**Activities:**
1. In the rugby Academy excerpt, what is described as the biggest step forward in recent months?
2. Continue the rugby Academy excerpt from the point where it stops.

**Document excerpt:**
*** Begin section ***
Irish’s storied background in nourishing young talent has, in historical terms at least, set them apart from many other Academies in the country.

The current representation on a matchday of such Academy stars, both for Club and country, would infer that such a resurgence is in action and could be here to stay for some time yet.

“It would be hard to compare to others as I spend my time in Academies and environments in other sports and less so rugby, but all I know about our environment is that we have a very dedicated group of staff who are genuinely passionate about being the best Academy in the country.

“Not only do the staff back that up with their own individual development, but the time and dedication they put into the players coming through the system is unrivalled.

“I think we have a good consistency in our staff, and we haven’t had a high turnover in recent years, and instead we have added in terms of recruiting quality members of team and retained them in order to build on our programme year on year.

“Academies with a high turnover of staff would have to rebuild year on year, whereas we have managed to kick on with our programme because every year we look to try and improve it.”

Off the field in west London, the Academy system as a whole has adapted to certain challenges (Covid-19 being no exception) in order to being conducive in having more young players make the leap from Sunbury to Brentford.

“The biggest step forward in recent months is the addition of staff to our Strength and Conditioning department, so now we have quality practitioners across the pathway through DPP to the Senior Academy and have the provision in place, so our athletes are coming through.

“Issues can be found earlier, foundations can be in place and the levels continue to rise in terms of the Strength and Conditioning requirements in order to continue to perform at the top level.

“I certainly think we have got the staff in place to facilitate that from within our Academy so their boys can fulfil their roles, whether that be in a training or playing capacity with the seniors.
*** End section ***
**Records:**
*** Begin section ***
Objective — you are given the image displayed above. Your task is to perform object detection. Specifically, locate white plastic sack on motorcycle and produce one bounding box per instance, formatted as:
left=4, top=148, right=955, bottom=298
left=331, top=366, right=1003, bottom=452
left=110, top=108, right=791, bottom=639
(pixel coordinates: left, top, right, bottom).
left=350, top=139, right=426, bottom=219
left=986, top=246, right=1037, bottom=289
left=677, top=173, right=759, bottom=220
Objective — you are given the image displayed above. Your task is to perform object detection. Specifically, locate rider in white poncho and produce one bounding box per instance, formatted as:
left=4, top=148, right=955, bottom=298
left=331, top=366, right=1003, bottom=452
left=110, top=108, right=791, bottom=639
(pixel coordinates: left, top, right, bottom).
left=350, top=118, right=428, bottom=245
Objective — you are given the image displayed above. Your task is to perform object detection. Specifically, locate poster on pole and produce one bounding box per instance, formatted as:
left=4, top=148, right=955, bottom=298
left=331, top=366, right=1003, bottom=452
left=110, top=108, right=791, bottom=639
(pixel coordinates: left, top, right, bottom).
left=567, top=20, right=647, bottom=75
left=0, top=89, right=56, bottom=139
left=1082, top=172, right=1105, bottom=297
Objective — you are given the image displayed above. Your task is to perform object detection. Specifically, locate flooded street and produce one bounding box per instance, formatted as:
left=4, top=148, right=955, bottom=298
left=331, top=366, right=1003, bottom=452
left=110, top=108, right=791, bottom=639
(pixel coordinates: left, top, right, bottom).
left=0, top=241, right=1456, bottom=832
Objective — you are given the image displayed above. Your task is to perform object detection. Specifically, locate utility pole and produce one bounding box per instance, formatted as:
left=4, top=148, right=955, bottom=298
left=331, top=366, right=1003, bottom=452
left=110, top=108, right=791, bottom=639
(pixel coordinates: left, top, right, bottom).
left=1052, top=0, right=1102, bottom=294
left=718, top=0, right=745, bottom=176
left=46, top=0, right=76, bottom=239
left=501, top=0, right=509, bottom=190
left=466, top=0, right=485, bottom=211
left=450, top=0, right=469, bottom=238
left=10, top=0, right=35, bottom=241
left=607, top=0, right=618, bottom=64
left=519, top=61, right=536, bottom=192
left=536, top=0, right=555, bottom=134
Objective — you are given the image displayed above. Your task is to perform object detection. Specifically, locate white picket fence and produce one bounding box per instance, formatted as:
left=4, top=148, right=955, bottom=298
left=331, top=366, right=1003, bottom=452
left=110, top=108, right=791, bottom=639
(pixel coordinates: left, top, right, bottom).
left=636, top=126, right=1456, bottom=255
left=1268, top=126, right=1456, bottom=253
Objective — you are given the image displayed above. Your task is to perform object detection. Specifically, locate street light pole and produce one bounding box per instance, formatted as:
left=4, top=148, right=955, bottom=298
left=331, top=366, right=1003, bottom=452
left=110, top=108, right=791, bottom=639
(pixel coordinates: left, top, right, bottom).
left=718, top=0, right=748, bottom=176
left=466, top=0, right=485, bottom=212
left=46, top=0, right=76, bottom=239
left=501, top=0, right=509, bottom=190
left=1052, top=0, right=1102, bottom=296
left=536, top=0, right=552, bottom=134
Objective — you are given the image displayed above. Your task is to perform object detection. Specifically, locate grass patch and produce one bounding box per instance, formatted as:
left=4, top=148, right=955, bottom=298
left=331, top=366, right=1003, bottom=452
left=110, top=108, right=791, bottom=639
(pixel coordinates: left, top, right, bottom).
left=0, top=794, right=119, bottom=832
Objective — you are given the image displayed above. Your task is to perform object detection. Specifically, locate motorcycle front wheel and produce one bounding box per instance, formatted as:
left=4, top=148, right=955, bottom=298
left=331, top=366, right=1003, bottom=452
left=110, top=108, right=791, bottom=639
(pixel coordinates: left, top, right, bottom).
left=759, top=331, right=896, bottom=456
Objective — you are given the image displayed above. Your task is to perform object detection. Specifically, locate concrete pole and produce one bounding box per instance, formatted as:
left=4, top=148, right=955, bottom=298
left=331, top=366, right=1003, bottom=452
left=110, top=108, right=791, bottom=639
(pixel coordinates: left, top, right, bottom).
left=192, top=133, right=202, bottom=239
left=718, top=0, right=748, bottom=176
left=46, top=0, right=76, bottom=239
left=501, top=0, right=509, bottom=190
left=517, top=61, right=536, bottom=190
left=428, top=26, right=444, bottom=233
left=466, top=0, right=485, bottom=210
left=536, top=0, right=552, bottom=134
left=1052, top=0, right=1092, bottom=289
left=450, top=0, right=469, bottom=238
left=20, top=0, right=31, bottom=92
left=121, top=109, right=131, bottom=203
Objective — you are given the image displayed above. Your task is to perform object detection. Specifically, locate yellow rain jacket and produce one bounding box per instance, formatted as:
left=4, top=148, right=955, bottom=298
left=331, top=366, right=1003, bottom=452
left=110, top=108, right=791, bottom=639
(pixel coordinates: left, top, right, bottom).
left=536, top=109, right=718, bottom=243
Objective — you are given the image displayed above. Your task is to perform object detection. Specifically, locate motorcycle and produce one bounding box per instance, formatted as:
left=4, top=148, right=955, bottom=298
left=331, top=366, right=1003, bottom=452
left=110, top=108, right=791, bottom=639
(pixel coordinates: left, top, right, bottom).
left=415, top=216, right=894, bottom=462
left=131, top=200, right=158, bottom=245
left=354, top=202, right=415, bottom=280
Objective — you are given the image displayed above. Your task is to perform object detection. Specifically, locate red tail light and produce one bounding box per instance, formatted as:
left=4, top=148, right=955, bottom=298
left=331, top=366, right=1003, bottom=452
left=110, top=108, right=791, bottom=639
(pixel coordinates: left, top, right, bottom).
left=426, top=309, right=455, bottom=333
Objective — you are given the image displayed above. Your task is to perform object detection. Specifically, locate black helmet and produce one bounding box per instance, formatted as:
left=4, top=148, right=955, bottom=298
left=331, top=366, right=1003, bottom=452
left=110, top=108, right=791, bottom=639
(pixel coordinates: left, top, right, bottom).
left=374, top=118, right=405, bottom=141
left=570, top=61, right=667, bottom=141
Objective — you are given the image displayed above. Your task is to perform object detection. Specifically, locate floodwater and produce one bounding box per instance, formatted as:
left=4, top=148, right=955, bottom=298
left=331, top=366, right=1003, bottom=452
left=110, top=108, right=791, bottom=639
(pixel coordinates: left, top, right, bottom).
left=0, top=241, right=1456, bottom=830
*** End section ***
**Task answers:**
1. The addition of staff to the Strength and Conditioning department.

2.
“It is also a more efficient and cost-effective way for the Club to run ultimately, so that investment is probably one of the biggest parts, as well as recruiting another DPP Manager to get a real hold on the DPP programme post-Covid- that has been paramount for me.”

This week’s confirmation of the new Academy intake ahead of the new season saw five of the seven players already having tasted international experience, and with such a varied cohort, O’Grady is passionate for what the future holds.

“We have a real good variety of positions, so we have signed seven players and we are very excited to see them in our full-time environment.”

“Although these boys have missed out on a large part of their development through Covid, we did what we could to stay on top of it and they might take a little longer to integrate into the full-time programme.

“However, with the application and desire to make it as a rugby player that I have seen from them, I think will put them in a really good position.

“Ultimately nobody can predict what that transition will look like into the senior game, it will take time and we’re looking forward to supporting those boys’ development.

“They will add some excitement to that young group of Senior Academy players we have and obviously our aim is to make sure some of these guys go on to represent the first team and have long and successful careers at the Club.”

The head of the Academy was definitive in his regard for the personnel working alongside him and the role that they have played in the past 12 months and beyond.

“A large proportion of our staff have been on this journey for a number of years now, and I am thrilled that their hard work is coming to fruition.

“The hours and hours that have been put into our DPP programme have set the foundation for our Academy.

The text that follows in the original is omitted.